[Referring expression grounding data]

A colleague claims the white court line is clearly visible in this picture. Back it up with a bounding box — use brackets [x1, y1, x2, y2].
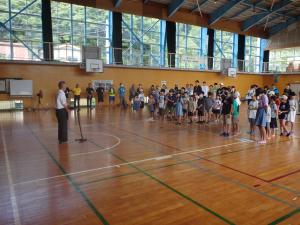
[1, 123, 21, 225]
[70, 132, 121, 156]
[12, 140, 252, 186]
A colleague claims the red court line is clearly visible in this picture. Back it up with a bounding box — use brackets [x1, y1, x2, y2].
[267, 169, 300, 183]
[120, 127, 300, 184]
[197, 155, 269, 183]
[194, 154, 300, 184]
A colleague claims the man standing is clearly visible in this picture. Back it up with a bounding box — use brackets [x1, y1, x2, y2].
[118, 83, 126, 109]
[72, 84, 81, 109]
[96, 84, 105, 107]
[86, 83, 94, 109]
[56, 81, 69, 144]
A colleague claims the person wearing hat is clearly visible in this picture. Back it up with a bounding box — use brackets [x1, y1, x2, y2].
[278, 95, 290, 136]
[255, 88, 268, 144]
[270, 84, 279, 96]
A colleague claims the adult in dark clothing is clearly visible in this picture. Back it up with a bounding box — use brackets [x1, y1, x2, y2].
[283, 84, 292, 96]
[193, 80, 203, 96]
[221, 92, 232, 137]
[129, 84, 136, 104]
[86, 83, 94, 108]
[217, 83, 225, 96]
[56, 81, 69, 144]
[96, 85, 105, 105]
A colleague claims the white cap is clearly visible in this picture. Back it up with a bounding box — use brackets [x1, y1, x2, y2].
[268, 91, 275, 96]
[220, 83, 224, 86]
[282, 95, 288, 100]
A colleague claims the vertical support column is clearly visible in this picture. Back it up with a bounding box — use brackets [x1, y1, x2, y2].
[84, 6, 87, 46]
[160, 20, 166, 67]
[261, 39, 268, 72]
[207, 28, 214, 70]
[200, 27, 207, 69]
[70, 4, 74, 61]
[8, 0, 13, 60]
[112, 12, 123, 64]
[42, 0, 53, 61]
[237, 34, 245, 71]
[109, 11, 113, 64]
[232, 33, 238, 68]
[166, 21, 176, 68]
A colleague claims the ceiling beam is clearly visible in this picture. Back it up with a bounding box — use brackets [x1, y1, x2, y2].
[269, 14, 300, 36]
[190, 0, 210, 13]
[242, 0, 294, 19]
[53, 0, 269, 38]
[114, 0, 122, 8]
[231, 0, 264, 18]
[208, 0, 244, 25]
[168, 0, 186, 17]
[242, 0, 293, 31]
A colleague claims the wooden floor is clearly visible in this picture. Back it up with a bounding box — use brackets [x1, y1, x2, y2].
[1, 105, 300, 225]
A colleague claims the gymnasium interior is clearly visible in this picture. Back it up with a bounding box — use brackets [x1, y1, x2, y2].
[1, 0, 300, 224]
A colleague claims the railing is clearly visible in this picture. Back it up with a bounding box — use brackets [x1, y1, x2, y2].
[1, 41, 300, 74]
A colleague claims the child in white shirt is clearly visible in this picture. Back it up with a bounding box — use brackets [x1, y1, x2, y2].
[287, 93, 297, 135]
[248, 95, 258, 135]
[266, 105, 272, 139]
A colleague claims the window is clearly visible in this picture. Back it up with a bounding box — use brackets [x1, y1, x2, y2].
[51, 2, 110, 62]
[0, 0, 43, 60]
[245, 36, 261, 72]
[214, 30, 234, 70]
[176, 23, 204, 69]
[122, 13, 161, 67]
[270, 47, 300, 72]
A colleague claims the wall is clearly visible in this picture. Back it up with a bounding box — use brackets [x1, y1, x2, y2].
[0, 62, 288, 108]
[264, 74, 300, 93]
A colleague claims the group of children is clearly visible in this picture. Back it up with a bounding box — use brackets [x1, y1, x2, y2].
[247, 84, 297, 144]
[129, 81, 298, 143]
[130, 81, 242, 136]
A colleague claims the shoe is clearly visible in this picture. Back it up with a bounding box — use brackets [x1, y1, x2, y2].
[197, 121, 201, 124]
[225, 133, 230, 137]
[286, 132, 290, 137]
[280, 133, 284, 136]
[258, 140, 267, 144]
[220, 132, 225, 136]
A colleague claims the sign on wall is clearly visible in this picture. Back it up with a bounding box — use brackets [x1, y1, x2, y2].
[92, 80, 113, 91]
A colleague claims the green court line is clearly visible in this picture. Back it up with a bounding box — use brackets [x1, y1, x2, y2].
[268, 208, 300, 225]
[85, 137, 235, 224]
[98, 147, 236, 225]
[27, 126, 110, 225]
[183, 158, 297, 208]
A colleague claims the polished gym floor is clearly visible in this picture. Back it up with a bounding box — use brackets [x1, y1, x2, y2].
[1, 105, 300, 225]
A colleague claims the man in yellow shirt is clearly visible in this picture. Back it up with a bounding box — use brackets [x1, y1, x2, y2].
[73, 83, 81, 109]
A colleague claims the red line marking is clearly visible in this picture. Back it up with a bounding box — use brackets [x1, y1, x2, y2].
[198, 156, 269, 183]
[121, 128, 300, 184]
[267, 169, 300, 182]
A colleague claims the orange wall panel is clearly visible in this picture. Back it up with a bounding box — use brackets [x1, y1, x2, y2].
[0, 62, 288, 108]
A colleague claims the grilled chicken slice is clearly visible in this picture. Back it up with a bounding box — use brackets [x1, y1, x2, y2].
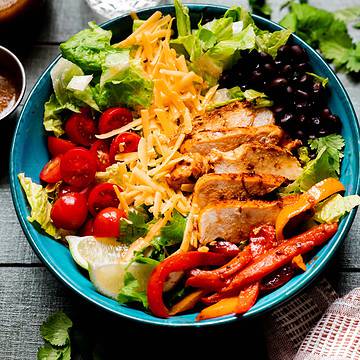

* * *

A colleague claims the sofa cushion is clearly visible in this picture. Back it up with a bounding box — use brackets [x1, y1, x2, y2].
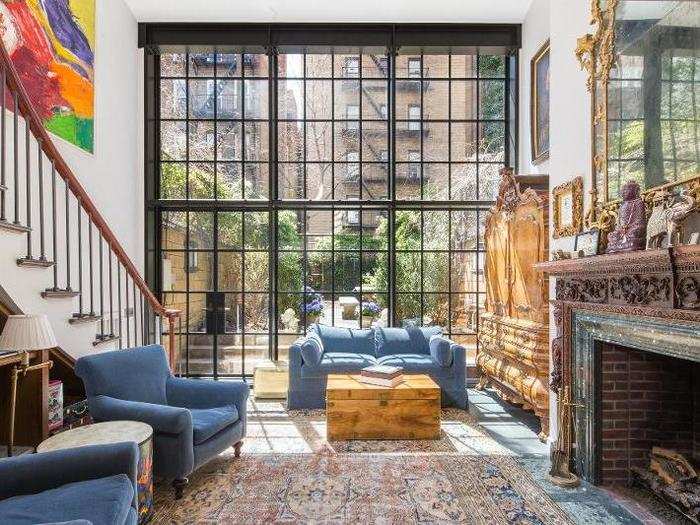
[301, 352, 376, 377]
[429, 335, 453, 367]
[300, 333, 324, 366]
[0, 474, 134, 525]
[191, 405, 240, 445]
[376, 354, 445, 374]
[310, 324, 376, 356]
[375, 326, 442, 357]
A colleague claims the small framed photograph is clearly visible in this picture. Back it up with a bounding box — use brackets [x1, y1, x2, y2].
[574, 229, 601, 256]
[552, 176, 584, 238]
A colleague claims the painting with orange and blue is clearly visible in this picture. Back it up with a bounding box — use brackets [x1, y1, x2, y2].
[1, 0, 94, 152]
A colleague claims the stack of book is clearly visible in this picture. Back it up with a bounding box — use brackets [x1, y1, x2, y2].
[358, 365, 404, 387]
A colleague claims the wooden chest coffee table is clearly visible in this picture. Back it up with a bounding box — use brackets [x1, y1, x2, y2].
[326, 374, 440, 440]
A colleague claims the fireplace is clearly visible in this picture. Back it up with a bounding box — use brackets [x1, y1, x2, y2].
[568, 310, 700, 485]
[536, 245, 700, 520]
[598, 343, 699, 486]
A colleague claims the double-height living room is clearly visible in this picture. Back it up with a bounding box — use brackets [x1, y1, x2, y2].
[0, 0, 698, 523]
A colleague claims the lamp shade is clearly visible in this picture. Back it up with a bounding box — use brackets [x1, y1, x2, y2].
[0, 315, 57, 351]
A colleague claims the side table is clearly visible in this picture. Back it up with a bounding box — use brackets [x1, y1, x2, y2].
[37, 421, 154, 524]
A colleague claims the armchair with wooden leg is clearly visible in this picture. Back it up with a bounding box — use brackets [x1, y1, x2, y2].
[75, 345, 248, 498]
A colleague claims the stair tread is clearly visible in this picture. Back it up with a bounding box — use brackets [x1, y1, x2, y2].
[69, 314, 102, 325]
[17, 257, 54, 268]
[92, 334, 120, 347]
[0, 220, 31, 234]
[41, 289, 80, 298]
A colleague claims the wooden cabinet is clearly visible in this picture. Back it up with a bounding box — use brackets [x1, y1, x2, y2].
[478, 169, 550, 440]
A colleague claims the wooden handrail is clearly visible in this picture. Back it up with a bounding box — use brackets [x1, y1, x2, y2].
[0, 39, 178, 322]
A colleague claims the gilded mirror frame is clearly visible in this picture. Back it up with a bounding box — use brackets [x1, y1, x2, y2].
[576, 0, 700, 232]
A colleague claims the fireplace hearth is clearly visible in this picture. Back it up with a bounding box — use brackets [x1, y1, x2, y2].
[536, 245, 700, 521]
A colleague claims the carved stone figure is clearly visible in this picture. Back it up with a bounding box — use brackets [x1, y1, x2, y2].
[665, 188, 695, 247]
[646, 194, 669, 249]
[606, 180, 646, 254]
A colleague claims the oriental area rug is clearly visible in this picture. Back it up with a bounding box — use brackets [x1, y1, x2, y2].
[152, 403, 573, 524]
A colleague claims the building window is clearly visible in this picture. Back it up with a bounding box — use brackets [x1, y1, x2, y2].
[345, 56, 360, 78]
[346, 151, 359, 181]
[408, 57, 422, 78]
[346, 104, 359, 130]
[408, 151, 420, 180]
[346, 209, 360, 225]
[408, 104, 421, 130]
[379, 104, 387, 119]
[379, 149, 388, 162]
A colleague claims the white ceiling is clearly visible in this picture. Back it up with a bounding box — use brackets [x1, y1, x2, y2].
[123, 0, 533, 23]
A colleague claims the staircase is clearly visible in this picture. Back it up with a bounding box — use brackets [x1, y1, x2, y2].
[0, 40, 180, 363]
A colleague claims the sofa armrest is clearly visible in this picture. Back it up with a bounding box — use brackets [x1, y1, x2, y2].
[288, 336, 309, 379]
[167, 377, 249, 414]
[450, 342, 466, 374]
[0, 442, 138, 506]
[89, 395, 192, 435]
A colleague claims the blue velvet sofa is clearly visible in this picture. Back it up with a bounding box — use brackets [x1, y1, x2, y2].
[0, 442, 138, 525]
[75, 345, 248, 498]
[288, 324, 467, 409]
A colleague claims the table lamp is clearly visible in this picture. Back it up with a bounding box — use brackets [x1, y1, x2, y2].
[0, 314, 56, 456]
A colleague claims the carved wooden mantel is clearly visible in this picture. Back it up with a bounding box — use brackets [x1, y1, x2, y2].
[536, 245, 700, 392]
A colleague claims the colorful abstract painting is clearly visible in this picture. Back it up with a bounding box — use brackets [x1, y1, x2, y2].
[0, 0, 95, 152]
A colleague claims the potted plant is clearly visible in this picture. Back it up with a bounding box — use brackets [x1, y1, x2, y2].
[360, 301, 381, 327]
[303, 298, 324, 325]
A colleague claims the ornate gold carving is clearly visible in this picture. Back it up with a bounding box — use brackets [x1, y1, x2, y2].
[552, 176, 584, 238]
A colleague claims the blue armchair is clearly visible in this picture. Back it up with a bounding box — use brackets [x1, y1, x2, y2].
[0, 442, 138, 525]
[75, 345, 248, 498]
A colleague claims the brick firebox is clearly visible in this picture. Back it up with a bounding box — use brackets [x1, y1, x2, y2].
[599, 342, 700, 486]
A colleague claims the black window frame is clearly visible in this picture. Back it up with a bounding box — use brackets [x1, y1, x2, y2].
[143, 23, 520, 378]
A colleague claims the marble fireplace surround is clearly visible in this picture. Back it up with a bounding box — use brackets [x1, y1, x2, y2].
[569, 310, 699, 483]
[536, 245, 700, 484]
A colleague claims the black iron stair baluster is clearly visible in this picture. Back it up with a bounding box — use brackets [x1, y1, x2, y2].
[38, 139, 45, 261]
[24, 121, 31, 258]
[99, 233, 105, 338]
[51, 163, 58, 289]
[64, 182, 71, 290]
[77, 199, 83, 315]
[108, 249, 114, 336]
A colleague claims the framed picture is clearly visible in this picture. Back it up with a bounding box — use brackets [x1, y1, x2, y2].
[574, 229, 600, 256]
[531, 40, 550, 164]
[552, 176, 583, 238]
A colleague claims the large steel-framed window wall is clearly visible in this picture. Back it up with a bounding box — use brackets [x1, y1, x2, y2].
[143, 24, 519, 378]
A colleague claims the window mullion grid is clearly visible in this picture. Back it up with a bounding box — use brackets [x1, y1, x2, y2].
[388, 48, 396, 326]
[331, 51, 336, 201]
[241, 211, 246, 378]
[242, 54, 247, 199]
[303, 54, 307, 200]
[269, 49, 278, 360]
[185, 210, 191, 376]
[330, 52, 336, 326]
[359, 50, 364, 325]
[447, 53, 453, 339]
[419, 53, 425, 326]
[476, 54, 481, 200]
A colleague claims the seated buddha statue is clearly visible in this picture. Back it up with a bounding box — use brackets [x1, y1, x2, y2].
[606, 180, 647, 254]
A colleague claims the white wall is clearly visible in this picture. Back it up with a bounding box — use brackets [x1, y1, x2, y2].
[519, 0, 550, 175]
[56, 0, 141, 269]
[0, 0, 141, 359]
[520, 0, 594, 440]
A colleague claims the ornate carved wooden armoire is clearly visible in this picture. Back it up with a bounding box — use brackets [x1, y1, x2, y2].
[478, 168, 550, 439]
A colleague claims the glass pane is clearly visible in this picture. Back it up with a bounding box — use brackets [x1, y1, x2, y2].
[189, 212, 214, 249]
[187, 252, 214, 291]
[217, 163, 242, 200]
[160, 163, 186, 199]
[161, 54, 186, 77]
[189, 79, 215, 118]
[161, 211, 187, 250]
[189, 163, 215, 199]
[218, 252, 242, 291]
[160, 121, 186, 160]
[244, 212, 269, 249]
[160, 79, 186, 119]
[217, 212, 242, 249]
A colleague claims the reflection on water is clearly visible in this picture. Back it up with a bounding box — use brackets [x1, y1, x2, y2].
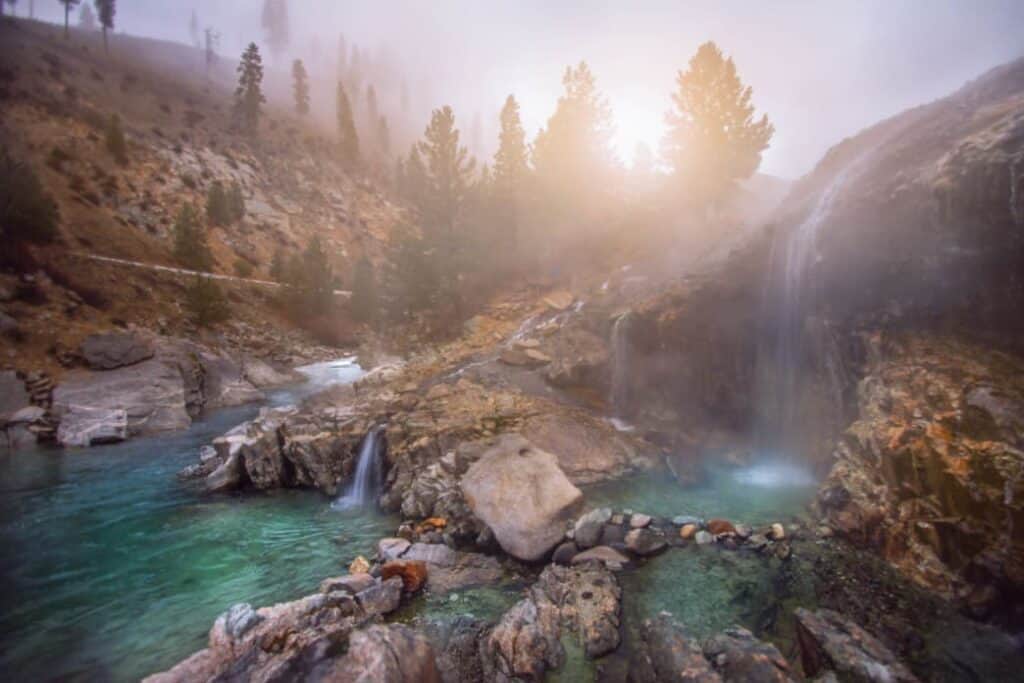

**WHAT YOU HAVE TO DO**
Retype exactly, and only, the lines above from the one where "A colleague claims the red line" occurs up to and including the one where "A colleague claims the grilled" occurs.

**RESULT**
A colleague claims the red line marking is clearly visible in this picture. Back it up with a bounding box — use brackets [x1, y1, x2, y2].
[198, 156, 269, 183]
[121, 128, 300, 184]
[267, 169, 300, 182]
A colleague claims the orange wall panel is clearly visible in this picture. Back it up with a bounding box — use brackets [x1, y1, x2, y2].
[0, 62, 288, 108]
A colleague claims the grilled chicken slice is clearly visible in this picture. Back it up with a bounding box — use brackets [x1, y1, x2, y2].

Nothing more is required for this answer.